# [WHAT YOU WILL DO]
Restate the entries below word for word, omitting nothing.

Named-object pointing records:
◇ ◇ ◇ ◇ ◇

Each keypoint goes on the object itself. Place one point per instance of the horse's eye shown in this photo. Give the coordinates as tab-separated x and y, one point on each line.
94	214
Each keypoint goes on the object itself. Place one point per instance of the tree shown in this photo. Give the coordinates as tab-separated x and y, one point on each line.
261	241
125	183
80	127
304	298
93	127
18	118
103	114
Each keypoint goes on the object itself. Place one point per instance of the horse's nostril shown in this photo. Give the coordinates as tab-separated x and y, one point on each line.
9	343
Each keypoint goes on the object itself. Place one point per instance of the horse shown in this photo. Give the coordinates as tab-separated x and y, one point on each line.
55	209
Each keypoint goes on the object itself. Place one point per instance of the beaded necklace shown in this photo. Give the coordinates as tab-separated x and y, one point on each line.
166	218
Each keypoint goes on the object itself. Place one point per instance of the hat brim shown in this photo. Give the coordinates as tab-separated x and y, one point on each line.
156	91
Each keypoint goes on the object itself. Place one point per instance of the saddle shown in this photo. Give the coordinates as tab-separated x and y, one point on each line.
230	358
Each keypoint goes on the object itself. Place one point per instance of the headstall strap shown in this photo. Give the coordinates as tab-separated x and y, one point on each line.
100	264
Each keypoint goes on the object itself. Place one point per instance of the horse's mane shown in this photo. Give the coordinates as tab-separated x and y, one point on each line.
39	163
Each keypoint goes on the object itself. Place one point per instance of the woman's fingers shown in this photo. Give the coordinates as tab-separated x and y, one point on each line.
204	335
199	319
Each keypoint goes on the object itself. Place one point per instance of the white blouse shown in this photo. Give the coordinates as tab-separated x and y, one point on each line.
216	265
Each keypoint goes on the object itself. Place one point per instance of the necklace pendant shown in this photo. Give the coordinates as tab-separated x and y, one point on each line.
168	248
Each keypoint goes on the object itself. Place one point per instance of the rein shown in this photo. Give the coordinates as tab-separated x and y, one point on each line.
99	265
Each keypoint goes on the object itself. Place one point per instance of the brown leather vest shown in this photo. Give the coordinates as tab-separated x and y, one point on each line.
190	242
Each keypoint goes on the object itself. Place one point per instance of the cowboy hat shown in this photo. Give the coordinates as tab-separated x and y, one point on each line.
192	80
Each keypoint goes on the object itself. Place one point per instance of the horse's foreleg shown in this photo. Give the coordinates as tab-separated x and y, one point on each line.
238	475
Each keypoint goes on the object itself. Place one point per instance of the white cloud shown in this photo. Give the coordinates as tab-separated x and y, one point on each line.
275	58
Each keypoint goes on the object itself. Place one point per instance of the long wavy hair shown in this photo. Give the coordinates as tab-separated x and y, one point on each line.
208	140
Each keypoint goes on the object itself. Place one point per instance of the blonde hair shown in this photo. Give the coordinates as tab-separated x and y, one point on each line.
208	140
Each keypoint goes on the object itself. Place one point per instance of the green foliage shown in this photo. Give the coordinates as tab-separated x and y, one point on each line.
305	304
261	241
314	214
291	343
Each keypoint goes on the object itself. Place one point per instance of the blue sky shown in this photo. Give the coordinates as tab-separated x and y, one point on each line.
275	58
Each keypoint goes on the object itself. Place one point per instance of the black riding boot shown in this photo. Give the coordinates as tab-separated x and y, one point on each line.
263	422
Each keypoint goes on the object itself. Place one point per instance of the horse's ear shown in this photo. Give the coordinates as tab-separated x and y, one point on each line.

◇ ◇ ◇ ◇ ◇

# [COMPLETE OUTPUT]
Each keypoint goes on the object itself. Place one point per instance of the horse's eye shown in this photo. Give the coordinates as tab-separated x and y, one point on each line.
94	214
Each keypoint goes on the object itself. Place one point per instance of the tree shown in this photo. Give the coordinates as tab-separated x and y, one point on each line.
261	241
125	183
80	127
304	298
93	127
18	118
103	114
Each keypoint goes on the object itself. Place one point per instance of the horse's nostril shown in this photo. Give the coordinates as tab-separated x and y, one point on each line.
9	343
Each keypoint goes on the object itself. Place one point per instance of the horse shown in this photo. Give the coordinates as tab-separated x and y, one point on each line.
55	209
Each keypoint goes on the object itself. Place one point per instance of the beaded necklace shown in this photo. Give the coordinates as tab-separated x and y, one point on each line.
166	218
Each keypoint goes on the object itself. Place one point per instance of the hat brim shown in this photo. Give the coordinates as tab-separated x and y, one point on each line.
156	91
Each keypoint goes on the object itself. Place one point per instance of the saddle shown in this photo. Give the coordinates as tab-separated x and y, one point on each line.
230	358
Each keypoint goes on the object itself. Place one point per instance of the headstall strap shown in this photo. Give the coordinates as tab-separated x and y, one point on each line.
100	264
Each keypoint goes on the object itself. Place one point per instance of the horse's mane shown in this photo. Give the coordinates as tab-separated x and y, one point on each line.
39	163
Each keypoint goes on the object itself. Place one point per instance of the woman's fingers shown in this photo. Give the coordinates as tab-separated x and y, one point on each line.
204	335
199	319
Each keypoint goes on the object itself. Place one point per instance of the white blouse shown in this photo. Give the coordinates as tab-separated x and y, one point on each line.
216	265
Each keypoint goes on the object itself. Place one point per instance of the necklace pendant shown in this photo. Give the coordinates as tab-separated x and y, one point on each line.
168	248
Each keypoint goes on the object itself. Place one point per instance of the rein shown in this photo. Give the coordinates as tab-separated x and y, one point on each line.
99	265
Each keypoint goes on the object itself. Place one point per instance of the brown leather vest shown in this photo. Give the coordinates as tab-separated x and y, one point on each line.
190	242
Each keypoint goes on the object itself. Place one point per instance of the cowboy hat shown in this photo. Give the coordinates as tab-separated x and y, one point on each line.
192	80
Each keypoint goes on the object itself. Place one point per instance of the horse's foreleg shown in this photo. Give the coordinates as tab-separated x and y, one point on each line.
238	475
Each keypoint goes on the object itself. Place one point per instance of the white cloud shown in this photo. Give the coordinates as tab-separated x and y, one point on each line.
275	58
Each keypoint goes on the object itself. Place one point per instance of the long wavy hair shown in this photo. Give the coordinates as tab-separated x and y, one point on each line.
208	140
Each keypoint goes on the object itself. Place one point per instance of the blonde hair shown in this photo. Give the coordinates as tab-separated x and y, one point on each line.
208	140
Each keypoint goes on the object itself. Place one point per instance of the green foliage shown in this photo. Give the coordinates as tab-separated x and y, one point on each line.
305	304
261	241
314	214
291	343
Each keypoint goes on the object itself. Place one point per instance of the blue sky shown in this photo. Give the coordinates as tab-separated x and y, one point on each line.
275	58
Each keypoint goes on the object itself. Place one point per instance of the black riding boot shown in this photo. Give the coordinates as tab-separated x and y, one point on each line.
263	422
Each keypoint goes on the object itself. Place one point per instance of the horse's ear shown in this photo. Give the coordinates as tab-separated x and y, one point on each line.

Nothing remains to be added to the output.